Kurze Aufgabe 1 ->
Nennen Sie alle Familienangehörigen von Lion Feuchtwanger, die der Text über Lion Feuchtwanger mit Namen aufführt.

Feuchtwanger, Lion                                      (Schriftsteller)

* 7.7.1884 München                                     +

V: Bankier

abs. 1903

 

Brüder am WG: Ludwig, abs. 1904, s.d.

                               Martin (1. 1896/97 – 3. 1898/99)

 

(JB WG 1902/03)

 

 

Lion Feuchtwanger (* 7. Juli 1884 in München; † 21. Dezember 1958 in Los Angeles) war ein deutscher Schriftsteller und einer der meistgelesenen deutschsprachigen Autoren des 20. Jahrhunderts.

 

Lion Feuchtwanger wuchs in einer begüterten Familie als Sohn des jüdisch-orthodoxen Margarinefabrikanten Sigmund Aaron Meir Feuchtwanger und dessen Ehefrau Johanna geb. Bodenheim auf. Er war der Bruder des Juristen Ludwig Feuchtwanger und des Journalisten und Schriftstellers Martin Feuchtwanger.Über Lions Mutter ist nur wenig bekannt; sie war streng, engherzig, sie war von kleinstädtischer Herkunft und sie pflegte pedantisch über die häusliche Ordnung zu wachen. Lions schulische Karriere begann mit sechs Jahren auf der Volksschule in Sankt Anna. Anschließend besuchte er das konservative Münchner Wilhelm-Gymnasium. Lion beschrieb seine Ausbildung als „Pedantisch und nüchtern, ohne Sport, konservativ und patriotisch; ohne Zusammenhang mit dem realen Leben.“ Zu seinen schulischen Aktivitäten kommt noch das tägliche, mindestens eine Stunde dauernde Studium der hebräischen Bibel und des aramäischen Talmuds unter der Leitung eines Privatlehrers, meistens um fünf Uhr morgens.

 

Schon früh unternahm Lion Feuchtwanger erste Versuche als Schriftsteller, die ihm bereits als Schüler einen Preis einbrachten. 1903 schloss er die Schule mit dem Abitur am humanistischen Wilhelmsgymnasium München ab. Danach studierte er Geschichte, Philosophie und Deutsche Philologie in München und Berlin, wobei er sich stark vom Elternhaus löste. Er promovierte 1907 bei Franz Muncker über Heinrich Heines Der Rabbi von Bacharach. Von einer Habilitation nahm er aufgrund der Beschränkungen für Juden Abstand.

 

Feuchtwanger gründete 1908 seine eigene Kulturzeitschrift Der Spiegel, dessen erste Ausgabe am 30. April erschien. Nach 15 Nummern und sechs Monaten fusionierte sie jedoch auf Grund finanzieller Probleme mit der von Siegfried Jacobsohn herausgegebenen Zeitschrift Die Schaubühne, für die Feuchtwanger von nun an schrieb. 1912 heiratete er die jüdische Kaufmannstochter Marta Löffler. Sie war bei der Hochzeit schwanger. Die Tochter, das einzige Kind des Paares, starb kurz nach der Geburt.

Kurze Aufgabe 2 ->
Zählen Sie, wie viele der unten folgenden Zeilen das Wort „pole“ enthalten, und geben Sie nur die Zahl an.

Bereitgestellte Zeilen ->
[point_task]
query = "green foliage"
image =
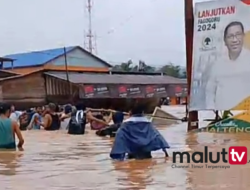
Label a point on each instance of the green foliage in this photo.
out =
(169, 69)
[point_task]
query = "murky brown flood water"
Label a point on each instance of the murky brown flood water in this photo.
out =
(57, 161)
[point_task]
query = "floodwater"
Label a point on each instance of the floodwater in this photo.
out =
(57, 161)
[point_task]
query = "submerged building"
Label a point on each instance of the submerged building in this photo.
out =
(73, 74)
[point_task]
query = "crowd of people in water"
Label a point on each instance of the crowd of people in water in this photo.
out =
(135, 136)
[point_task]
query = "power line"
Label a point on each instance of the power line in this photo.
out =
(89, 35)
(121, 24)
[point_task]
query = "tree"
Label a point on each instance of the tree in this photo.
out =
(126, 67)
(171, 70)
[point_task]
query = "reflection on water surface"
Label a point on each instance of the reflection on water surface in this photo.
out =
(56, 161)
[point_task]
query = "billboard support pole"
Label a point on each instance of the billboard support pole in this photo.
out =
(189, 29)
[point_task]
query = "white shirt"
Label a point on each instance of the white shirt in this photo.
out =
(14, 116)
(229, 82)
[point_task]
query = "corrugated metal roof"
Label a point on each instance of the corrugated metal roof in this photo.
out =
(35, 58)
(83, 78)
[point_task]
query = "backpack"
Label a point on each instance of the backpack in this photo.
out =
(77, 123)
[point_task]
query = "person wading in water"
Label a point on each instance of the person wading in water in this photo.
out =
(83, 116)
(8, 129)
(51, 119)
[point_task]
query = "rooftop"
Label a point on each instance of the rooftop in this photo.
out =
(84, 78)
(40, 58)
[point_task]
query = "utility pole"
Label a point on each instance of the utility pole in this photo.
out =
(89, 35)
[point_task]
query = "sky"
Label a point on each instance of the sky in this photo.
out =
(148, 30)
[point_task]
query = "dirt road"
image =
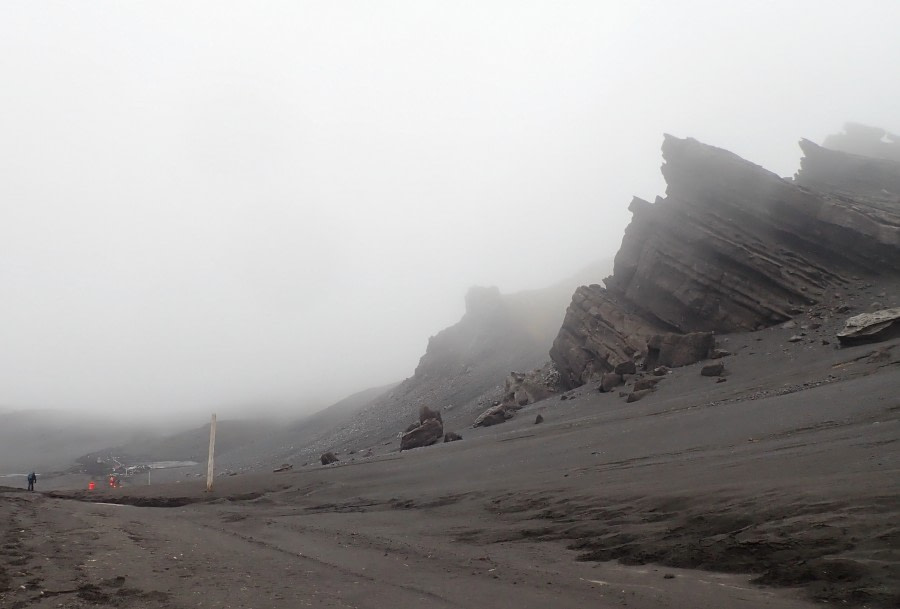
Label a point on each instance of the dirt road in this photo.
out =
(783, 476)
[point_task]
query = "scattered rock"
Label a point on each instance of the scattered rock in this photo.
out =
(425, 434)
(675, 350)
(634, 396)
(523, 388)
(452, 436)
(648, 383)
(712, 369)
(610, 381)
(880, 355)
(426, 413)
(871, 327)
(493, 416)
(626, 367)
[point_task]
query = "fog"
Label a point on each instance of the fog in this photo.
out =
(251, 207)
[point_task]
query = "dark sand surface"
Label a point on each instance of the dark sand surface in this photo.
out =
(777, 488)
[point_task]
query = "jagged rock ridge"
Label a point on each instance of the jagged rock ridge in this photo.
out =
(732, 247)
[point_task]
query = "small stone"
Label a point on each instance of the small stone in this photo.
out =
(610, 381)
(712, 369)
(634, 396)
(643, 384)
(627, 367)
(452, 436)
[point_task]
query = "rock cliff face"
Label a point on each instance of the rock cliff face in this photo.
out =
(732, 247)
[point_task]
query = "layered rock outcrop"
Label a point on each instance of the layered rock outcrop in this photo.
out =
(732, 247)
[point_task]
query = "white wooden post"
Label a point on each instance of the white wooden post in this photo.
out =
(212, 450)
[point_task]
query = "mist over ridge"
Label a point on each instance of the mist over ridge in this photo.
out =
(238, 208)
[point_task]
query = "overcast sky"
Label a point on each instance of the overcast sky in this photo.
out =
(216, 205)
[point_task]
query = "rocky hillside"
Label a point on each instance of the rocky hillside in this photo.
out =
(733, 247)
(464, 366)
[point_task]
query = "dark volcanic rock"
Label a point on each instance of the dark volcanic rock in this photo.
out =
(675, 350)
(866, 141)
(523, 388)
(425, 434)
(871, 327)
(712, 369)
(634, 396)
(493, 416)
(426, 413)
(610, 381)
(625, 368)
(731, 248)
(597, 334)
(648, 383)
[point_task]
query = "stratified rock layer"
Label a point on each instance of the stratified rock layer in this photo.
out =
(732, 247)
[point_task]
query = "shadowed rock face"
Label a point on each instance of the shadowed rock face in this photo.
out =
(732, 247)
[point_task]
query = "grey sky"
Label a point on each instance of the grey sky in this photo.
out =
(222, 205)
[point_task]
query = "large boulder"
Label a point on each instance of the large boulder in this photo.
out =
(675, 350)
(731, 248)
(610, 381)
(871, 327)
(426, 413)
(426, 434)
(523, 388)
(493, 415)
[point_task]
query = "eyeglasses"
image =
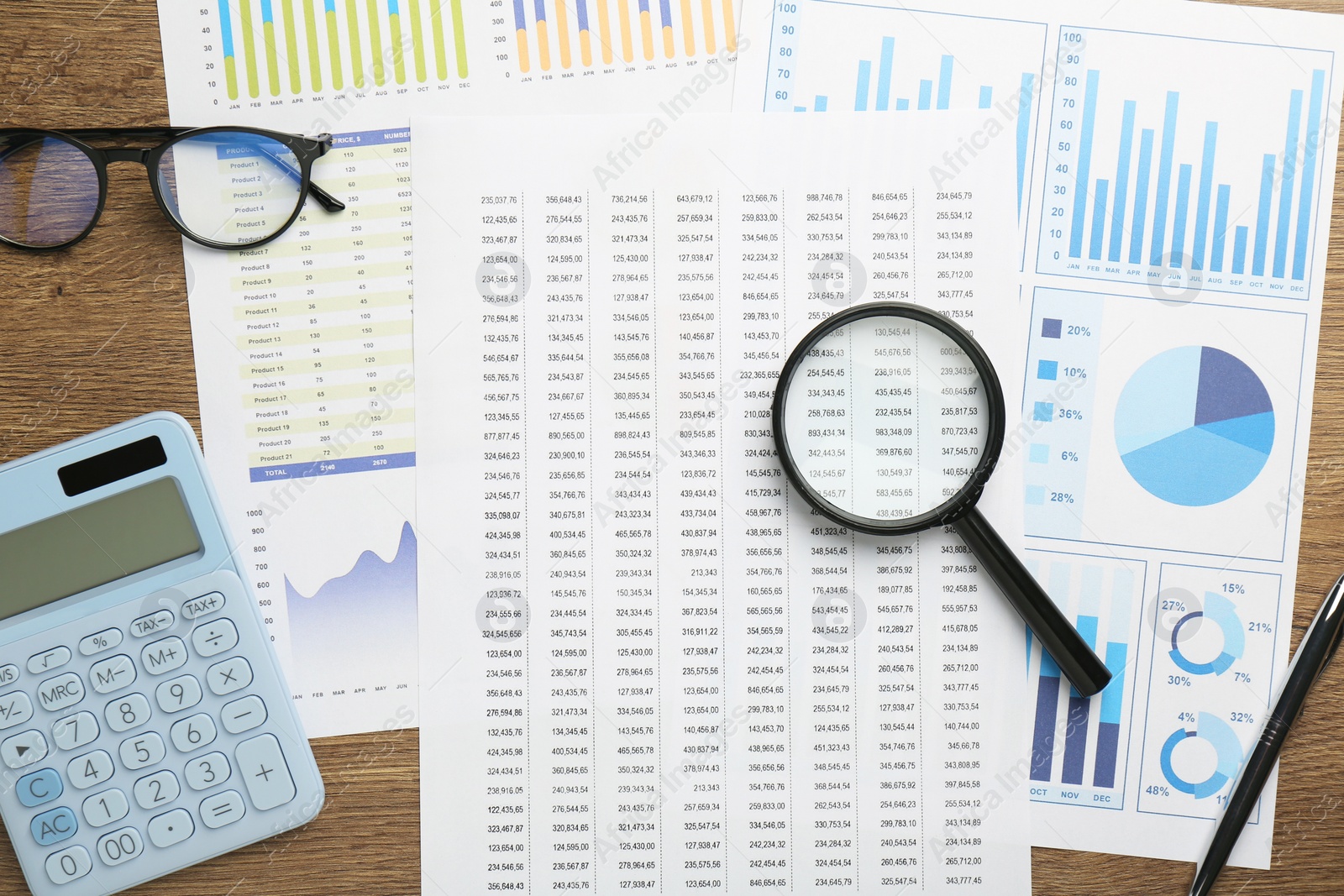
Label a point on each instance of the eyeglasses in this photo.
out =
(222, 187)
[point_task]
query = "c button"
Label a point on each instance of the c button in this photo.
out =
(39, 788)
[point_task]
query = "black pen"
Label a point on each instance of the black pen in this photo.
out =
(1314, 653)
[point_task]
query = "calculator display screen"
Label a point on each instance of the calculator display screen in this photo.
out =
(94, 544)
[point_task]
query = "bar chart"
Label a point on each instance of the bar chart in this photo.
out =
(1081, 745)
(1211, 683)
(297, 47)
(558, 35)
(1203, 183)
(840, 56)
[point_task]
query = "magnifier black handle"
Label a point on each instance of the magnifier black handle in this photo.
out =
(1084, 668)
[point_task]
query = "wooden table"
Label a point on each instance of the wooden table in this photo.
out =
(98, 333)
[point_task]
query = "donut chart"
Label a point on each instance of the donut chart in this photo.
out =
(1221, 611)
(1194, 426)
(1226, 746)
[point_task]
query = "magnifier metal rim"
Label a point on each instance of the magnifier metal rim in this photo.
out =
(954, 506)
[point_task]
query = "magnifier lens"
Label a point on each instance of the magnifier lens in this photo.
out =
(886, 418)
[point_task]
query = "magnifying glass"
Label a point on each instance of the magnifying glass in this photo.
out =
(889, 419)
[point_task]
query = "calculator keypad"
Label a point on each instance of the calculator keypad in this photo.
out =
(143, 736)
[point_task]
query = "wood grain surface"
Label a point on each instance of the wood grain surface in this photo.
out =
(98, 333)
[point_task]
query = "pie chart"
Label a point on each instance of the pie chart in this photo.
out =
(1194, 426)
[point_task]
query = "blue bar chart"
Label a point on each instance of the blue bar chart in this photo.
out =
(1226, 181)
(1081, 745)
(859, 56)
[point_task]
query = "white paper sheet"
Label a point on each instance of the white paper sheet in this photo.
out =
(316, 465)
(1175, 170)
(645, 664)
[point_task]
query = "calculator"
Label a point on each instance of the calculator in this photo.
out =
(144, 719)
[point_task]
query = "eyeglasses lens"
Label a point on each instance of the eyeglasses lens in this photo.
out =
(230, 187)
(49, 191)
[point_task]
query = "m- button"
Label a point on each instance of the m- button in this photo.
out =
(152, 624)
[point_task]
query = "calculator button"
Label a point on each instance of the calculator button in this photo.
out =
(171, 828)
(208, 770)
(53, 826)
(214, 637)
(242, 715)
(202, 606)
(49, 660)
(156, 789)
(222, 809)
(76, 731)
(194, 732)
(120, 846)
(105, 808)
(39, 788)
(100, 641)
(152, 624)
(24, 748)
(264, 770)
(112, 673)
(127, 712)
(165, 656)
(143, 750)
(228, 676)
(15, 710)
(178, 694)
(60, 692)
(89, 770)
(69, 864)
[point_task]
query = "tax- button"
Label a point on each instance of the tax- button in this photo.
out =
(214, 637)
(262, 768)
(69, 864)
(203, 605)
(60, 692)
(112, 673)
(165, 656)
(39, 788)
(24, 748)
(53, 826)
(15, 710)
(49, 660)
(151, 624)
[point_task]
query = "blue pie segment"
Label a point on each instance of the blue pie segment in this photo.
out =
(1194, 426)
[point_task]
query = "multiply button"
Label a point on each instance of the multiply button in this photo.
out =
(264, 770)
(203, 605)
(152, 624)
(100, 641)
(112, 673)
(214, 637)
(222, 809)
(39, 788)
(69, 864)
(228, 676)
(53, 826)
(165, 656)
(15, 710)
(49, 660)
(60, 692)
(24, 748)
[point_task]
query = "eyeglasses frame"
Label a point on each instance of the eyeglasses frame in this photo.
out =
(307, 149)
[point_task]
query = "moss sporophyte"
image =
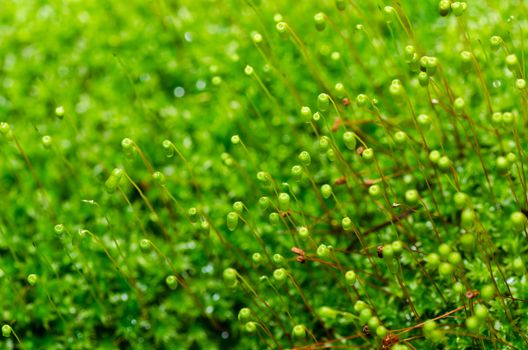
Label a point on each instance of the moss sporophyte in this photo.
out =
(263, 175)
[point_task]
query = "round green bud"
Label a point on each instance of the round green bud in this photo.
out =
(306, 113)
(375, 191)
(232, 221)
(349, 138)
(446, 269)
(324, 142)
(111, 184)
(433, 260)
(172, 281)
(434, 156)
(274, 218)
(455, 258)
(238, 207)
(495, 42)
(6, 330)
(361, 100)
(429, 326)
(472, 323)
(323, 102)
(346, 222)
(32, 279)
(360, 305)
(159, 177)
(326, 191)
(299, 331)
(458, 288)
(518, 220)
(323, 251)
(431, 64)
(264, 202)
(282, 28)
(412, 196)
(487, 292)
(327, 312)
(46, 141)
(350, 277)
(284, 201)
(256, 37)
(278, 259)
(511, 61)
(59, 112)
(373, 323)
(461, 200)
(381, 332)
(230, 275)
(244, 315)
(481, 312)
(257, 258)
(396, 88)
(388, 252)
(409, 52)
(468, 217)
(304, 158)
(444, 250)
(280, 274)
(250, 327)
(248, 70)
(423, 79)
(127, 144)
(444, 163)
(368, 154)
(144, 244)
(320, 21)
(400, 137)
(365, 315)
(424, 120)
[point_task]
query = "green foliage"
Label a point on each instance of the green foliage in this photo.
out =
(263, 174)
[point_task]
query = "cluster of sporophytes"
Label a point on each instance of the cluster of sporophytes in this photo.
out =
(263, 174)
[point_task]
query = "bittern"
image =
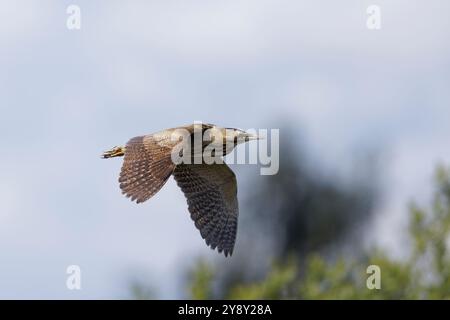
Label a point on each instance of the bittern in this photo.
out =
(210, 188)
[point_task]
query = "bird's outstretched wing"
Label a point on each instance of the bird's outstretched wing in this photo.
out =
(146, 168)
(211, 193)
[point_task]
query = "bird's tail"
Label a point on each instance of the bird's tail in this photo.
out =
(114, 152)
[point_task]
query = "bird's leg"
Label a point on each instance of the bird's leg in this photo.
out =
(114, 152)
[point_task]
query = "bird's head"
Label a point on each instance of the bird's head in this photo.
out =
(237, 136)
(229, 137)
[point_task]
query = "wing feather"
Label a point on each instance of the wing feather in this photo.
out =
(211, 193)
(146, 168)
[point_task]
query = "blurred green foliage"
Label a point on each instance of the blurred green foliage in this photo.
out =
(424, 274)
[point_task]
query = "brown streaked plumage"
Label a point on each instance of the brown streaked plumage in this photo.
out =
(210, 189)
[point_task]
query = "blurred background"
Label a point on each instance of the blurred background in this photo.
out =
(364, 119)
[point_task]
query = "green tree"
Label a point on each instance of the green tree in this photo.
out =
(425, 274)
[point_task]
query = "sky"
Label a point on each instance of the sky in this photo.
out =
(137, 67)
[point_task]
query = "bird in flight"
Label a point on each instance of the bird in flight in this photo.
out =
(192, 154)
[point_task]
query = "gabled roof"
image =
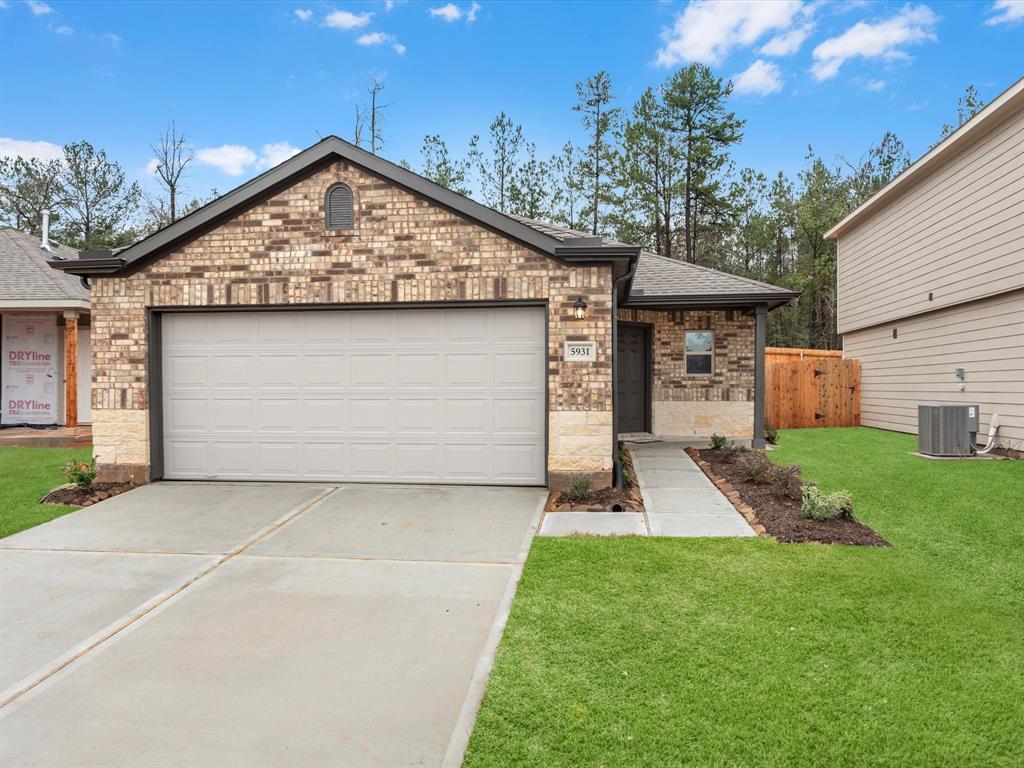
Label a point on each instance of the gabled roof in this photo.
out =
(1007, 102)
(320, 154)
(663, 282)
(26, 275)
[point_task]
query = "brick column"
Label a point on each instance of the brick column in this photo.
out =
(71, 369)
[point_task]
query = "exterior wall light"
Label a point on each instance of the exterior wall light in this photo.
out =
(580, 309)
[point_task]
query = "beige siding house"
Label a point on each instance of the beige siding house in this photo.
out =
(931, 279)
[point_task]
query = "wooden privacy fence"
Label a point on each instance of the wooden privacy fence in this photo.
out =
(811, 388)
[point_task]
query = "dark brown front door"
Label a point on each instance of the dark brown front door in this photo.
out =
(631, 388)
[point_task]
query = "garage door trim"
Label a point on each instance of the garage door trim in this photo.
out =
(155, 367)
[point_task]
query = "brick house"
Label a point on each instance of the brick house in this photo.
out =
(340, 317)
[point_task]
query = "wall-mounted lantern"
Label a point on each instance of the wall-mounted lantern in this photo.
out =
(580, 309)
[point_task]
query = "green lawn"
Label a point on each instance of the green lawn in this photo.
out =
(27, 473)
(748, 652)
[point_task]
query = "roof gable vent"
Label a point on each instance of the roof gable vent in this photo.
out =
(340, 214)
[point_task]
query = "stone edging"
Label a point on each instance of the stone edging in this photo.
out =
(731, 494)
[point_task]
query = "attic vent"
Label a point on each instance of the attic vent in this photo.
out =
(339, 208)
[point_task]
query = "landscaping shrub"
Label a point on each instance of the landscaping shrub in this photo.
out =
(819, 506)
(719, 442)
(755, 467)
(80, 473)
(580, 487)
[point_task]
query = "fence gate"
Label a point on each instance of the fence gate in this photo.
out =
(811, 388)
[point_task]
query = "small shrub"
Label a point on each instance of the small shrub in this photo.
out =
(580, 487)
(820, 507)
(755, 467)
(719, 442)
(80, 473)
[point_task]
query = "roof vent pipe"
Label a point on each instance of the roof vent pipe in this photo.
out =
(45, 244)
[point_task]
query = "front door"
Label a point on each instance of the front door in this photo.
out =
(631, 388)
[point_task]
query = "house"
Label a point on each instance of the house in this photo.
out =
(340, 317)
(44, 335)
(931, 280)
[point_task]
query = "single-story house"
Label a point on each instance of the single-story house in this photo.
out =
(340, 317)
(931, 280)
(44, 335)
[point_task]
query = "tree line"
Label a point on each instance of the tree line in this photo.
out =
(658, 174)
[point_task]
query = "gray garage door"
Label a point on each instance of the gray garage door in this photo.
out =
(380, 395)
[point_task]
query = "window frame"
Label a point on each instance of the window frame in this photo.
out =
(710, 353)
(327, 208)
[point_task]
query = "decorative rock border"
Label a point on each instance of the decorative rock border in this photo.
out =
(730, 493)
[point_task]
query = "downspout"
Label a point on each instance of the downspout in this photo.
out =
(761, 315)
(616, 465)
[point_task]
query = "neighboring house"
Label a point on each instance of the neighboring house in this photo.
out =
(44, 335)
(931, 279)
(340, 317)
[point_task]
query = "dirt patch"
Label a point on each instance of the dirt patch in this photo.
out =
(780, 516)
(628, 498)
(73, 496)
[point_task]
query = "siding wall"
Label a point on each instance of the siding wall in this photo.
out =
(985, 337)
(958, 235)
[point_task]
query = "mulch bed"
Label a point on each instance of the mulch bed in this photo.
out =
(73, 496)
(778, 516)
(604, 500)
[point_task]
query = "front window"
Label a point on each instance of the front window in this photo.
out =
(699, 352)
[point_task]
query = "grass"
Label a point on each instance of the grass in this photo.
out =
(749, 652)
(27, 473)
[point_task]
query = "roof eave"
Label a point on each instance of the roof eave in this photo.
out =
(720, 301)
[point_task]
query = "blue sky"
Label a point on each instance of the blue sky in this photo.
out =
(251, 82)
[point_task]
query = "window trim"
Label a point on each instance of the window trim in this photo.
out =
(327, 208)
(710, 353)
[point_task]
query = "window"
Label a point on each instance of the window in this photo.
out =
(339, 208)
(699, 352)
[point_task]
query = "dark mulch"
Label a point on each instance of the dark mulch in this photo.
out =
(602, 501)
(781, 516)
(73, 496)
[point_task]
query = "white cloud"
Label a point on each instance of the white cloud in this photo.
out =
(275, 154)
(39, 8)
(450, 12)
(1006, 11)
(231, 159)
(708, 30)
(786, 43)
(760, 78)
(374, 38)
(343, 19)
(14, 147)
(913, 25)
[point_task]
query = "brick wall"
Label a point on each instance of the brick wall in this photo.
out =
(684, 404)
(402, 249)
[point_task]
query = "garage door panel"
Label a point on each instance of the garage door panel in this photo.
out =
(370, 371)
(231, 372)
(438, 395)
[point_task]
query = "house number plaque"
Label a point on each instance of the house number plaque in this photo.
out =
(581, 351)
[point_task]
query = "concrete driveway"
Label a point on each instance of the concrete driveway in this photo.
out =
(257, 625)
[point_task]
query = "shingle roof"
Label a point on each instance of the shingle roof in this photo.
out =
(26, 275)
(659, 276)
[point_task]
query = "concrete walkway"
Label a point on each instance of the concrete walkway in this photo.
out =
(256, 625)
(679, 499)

Richtige Antwort 1 ->
Sigmund Aaron Meir Feuchtwanger (Vater)
Johanna Feuchtwanger, geb. Bodenheim (Mutter)
Ludwig Feuchtwanger (Bruder)
Martin Feuchtwanger (Bruder)
Marta Löffler (Ehefrau)

Richtige Antwort 2 ->
4